━━ EXTRAIT
21 Il y a lieu de constater que, comme l'a souligné à juste titre la Commission, le caractère économique de l'activité de prestations de soins de santé des entités gestionnaires du SNS de même que le lien entre l'achat de matériel et son utilisation ultérieure ainsi que les conséquences qui en découlent sur la nature de cette activité d'achat, ont été invoqués par FENIN pour la première fois au stade du pourvoi.

22 Il s'ensuit qu'il y a lieu de rejeter comme irrecevable la seconde branche de l'unique moyen invoqué par FENIN.

Sur le fond

- Argumentation des parties

23 Au soutien de la première branche de son moyen, FENIN fait valoir que le Tribunal a adopté une définition trop étroite de la notion d'activité économique en considérant que celle-ci consiste nécessairement dans l'offre de produits ou de services sur un marché donné et en excluant de cette définition toute activité d'achat. Selon elle, l'approche du Tribunal permettrait à de nombreuses entités de se soustraire aux règles du traité en matière de concurrence alors même que celle-ci serait affectée par le comportement de telles entités.

24 La Commission soutient que c'est bien l'action d'offrir des produits ou des services sur un marché donné qui caractérise la notion d'activité économique et non pas l'activité d'achat en tant que telle. Il n'y aurait pas lieu, par conséquent, de dissocier l'opération d'achat de l'usage auquel le bien acheté est destiné.

- Appréciation de la Cour

25 Le Tribunal a rappelé à bon droit, au point 35 de l'arrêt attaqué, que la notion d'"entreprise" comprend, dans le contexte du droit communautaire de la concurrence, toute entité exerçant une activité économique, indépendamment du statut juridique de cette entité et de son mode de financement (arrêts du 23 avril 1991, Höfner et Elser, C-41-90, Rec. p. I-1979, point 21, et du 16 mars 2004, AOK-Bundesverband e.a., C-264-01, C-306-01, C-354-01 et C-355-01, Rec. p. I-2493, point 46). Conformément à la jurisprudence de la Cour, il a également souligné, au point 36 dudit arrêt, que c'est le fait d'offrir des biens ou des services sur un marché donné qui caractérise la notion d'activité économique (arrêt du 18 juin 1998, Commission/Italie, C-35-96, Rec. p. I-3851, point 36).
━━━━
━━ DONNÉES EXTRAITES
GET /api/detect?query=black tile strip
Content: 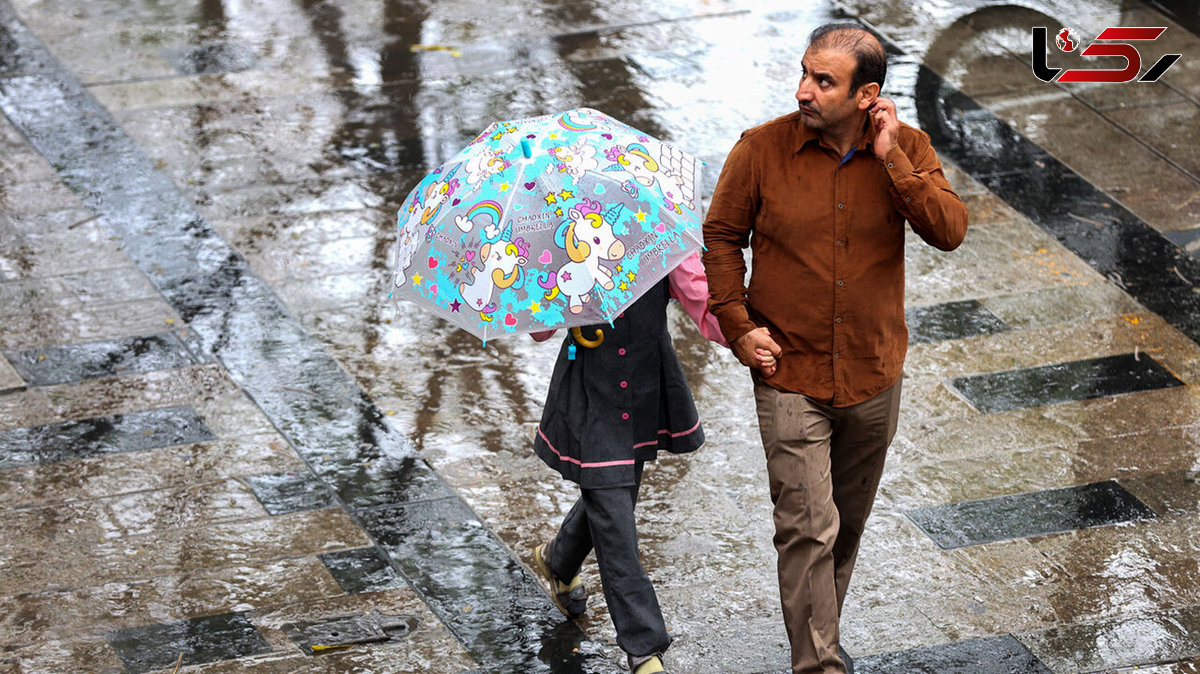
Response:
[245,470,337,514]
[318,548,407,595]
[907,62,1200,343]
[854,634,1051,674]
[106,613,271,674]
[0,407,216,470]
[1015,604,1200,674]
[0,6,612,672]
[5,332,197,386]
[947,354,1183,414]
[905,300,1008,344]
[905,481,1157,550]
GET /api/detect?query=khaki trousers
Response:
[755,377,900,674]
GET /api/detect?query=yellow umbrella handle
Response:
[571,327,604,349]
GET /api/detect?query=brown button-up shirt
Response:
[703,113,967,407]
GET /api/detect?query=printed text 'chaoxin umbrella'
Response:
[392,108,703,341]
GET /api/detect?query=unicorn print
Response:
[539,199,625,314]
[392,167,458,288]
[550,140,600,179]
[604,143,696,213]
[458,222,529,321]
[464,150,512,187]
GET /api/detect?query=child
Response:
[533,249,727,674]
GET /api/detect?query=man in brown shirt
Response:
[704,24,967,674]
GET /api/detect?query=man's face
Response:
[796,47,859,132]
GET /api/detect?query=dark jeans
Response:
[548,462,671,656]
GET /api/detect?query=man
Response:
[704,24,967,674]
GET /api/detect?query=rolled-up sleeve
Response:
[883,127,967,251]
[702,136,760,343]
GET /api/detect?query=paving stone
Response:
[854,634,1054,674]
[245,470,337,514]
[917,70,1200,339]
[906,481,1156,549]
[0,508,371,596]
[358,498,600,668]
[948,354,1183,414]
[0,357,26,395]
[107,613,271,673]
[1016,606,1200,674]
[0,434,305,507]
[980,283,1141,330]
[248,588,479,674]
[0,381,59,429]
[0,299,179,351]
[319,548,407,595]
[7,332,196,386]
[0,407,215,469]
[905,300,1008,344]
[0,556,341,644]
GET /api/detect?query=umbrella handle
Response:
[571,327,604,349]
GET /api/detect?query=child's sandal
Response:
[629,655,671,674]
[533,543,588,618]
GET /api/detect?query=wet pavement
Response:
[0,0,1200,674]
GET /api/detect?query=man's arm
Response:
[702,136,758,344]
[703,130,782,377]
[871,98,967,251]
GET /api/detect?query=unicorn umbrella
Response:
[391,108,703,342]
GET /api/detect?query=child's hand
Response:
[732,327,784,378]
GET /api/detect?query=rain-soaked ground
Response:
[0,0,1200,674]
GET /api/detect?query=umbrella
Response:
[391,108,703,342]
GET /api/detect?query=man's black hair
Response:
[809,23,888,96]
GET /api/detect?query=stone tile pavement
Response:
[0,0,1200,674]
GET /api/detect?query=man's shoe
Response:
[533,543,588,618]
[629,655,671,674]
[838,646,854,674]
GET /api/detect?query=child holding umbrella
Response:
[533,253,744,674]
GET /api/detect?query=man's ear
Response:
[858,82,880,110]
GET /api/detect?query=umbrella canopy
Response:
[392,108,703,341]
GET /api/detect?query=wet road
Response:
[0,0,1200,674]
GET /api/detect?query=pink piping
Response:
[538,419,700,468]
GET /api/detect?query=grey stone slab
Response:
[107,613,271,673]
[947,354,1183,414]
[1166,228,1200,258]
[355,498,596,672]
[167,41,258,76]
[905,300,1008,344]
[318,548,407,595]
[245,470,337,514]
[0,357,25,393]
[5,332,197,386]
[905,481,1157,549]
[0,407,216,469]
[854,634,1052,674]
[1016,606,1200,673]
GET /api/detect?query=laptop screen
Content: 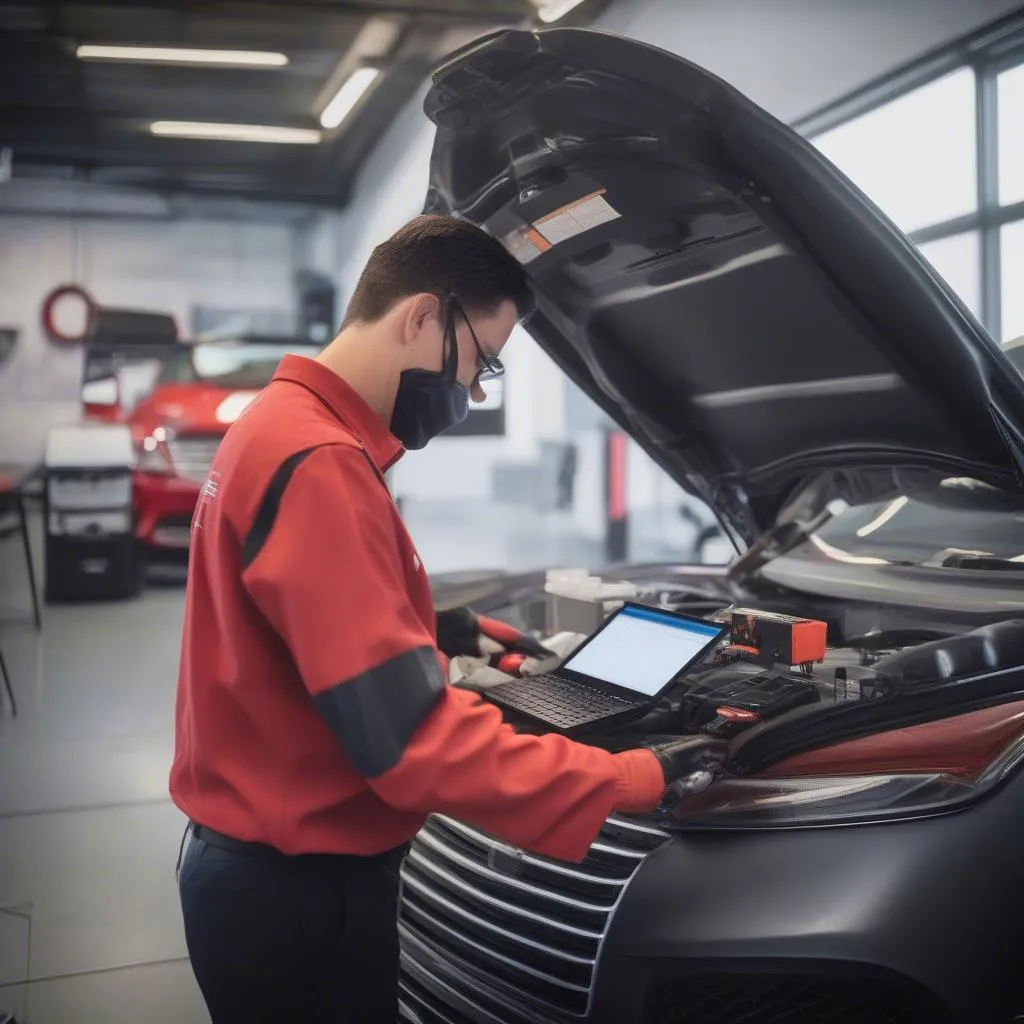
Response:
[561,605,724,696]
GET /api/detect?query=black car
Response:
[400,29,1024,1024]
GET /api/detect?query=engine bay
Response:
[456,587,1024,774]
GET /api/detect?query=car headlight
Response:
[135,427,174,476]
[666,737,1024,829]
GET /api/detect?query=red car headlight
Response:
[669,706,1024,829]
[135,427,174,476]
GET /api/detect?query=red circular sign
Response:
[43,285,96,345]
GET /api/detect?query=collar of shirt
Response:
[273,355,406,472]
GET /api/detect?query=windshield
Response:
[792,498,1024,571]
[158,341,319,388]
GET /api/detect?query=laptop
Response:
[483,602,729,736]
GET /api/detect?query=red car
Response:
[127,337,319,551]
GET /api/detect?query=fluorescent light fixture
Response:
[150,121,321,145]
[75,44,288,68]
[537,0,583,25]
[321,68,380,128]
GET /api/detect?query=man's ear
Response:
[402,292,440,345]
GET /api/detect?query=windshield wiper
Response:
[940,554,1024,572]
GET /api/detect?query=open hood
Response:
[425,29,1024,560]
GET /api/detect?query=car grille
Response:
[167,434,223,483]
[644,968,948,1024]
[399,815,667,1024]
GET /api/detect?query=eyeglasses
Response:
[447,293,505,383]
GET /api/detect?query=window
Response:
[996,65,1024,206]
[796,14,1024,342]
[813,68,978,231]
[1000,220,1024,341]
[920,231,981,317]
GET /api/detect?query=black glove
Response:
[647,736,729,786]
[436,608,553,667]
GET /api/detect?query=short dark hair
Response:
[342,214,534,328]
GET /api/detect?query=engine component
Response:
[680,666,820,736]
[730,608,828,670]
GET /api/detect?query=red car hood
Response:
[131,383,259,434]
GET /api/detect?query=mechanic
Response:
[170,216,724,1024]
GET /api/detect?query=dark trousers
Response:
[178,831,404,1024]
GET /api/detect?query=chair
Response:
[0,473,42,630]
[0,649,17,716]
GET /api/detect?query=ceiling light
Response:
[150,121,321,145]
[537,0,583,25]
[76,44,288,68]
[321,68,380,128]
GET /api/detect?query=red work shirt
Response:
[170,355,664,860]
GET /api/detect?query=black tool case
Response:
[44,424,141,603]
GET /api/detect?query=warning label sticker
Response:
[502,227,551,263]
[534,188,620,245]
[502,188,622,263]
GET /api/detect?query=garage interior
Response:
[0,0,1024,1024]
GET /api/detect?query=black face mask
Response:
[391,300,469,452]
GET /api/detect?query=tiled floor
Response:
[0,504,712,1024]
[0,528,209,1024]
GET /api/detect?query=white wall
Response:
[595,0,1021,121]
[0,183,315,462]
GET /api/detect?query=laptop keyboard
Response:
[487,676,635,728]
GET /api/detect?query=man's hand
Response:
[647,736,729,786]
[437,608,554,675]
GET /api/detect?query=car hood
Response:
[131,383,259,434]
[425,29,1024,561]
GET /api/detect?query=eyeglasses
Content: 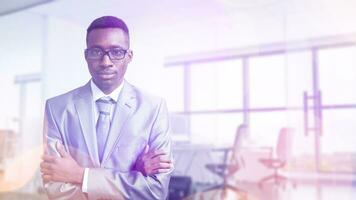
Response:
[85,47,127,60]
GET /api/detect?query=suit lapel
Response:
[74,81,100,166]
[102,81,136,163]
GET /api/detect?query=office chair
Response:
[259,127,295,188]
[205,124,247,199]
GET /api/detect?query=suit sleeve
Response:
[88,100,173,199]
[43,101,87,200]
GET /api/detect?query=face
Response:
[85,28,133,94]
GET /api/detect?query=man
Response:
[41,16,173,200]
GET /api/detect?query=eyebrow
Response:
[90,45,125,50]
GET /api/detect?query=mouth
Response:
[98,72,115,79]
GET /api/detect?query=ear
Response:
[127,49,133,63]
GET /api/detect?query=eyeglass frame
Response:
[84,47,129,60]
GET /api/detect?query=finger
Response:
[150,150,167,158]
[42,175,52,182]
[153,155,172,163]
[56,141,67,158]
[152,163,171,170]
[40,168,52,175]
[153,169,170,174]
[143,145,150,154]
[42,155,56,163]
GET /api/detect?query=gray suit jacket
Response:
[44,81,172,200]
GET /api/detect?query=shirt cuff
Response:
[82,168,89,193]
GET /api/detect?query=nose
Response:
[100,54,113,67]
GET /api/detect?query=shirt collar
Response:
[90,79,124,102]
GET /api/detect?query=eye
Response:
[110,49,126,56]
[88,48,103,56]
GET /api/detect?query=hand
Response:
[40,142,84,184]
[134,145,172,176]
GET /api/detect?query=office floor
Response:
[187,182,356,200]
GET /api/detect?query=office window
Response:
[249,55,286,108]
[162,66,184,112]
[190,60,243,111]
[190,113,242,146]
[318,47,356,104]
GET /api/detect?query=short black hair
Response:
[87,16,130,43]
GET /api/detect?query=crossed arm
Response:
[40,142,172,184]
[40,99,173,199]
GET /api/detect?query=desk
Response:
[173,144,272,183]
[173,144,218,183]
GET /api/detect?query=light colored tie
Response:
[96,97,114,162]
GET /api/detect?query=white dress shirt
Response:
[82,79,123,193]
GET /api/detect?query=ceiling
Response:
[0,0,53,16]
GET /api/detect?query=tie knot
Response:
[96,97,114,115]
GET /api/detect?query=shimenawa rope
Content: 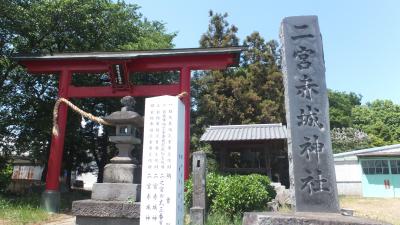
━━━━
### EXERCICES À FAIRE
[1] D'après l'extrait sur la notion d'activité économique, qu'est-ce qui caractérise cette notion selon la jurisprudence de la Cour ?
[2] Poursuivez l'extrait sur la notion d'activité économique à partir de l'endroit où il s'arrête.
Les lignes sont un matériau distinct de l'extrait sur la notion d'activité économique.

### RÉPONSES AUX EXERCICES
[1] C'est le fait d'offrir des biens ou des services sur un marché donné.

[2]
26 Le Tribunal en a inféré à bon droit, au point 36 de l'arrêt attaqué, qu'il n'y a pas lieu de dissocier l'activité d'achat du produit de l'utilisation ultérieure qui en est faite aux fins d'apprécier la nature de cette activité d'achat et que le caractère économique ou non de l'utilisation ultérieure du produit acheté détermine nécessairement le caractère de l'activité d'achat.

27 Il s'ensuit que doit être rejetée comme non fondée la première branche de l'unique moyen invoqué par FENIN au soutien de son pourvoi, selon laquelle l'activité d'achat des entités gestionnaires du SNS est une activité économique en soi, dissociable du service fourni postérieurement à celle-ci, et qui, en tant que telle, aurait dû être examinée séparément par le Tribunal.

28 Eu égard aux considérations qui précèdent, il y a lieu de rejeter le pourvoi comme étant en partie irrecevable et en partie non fondé.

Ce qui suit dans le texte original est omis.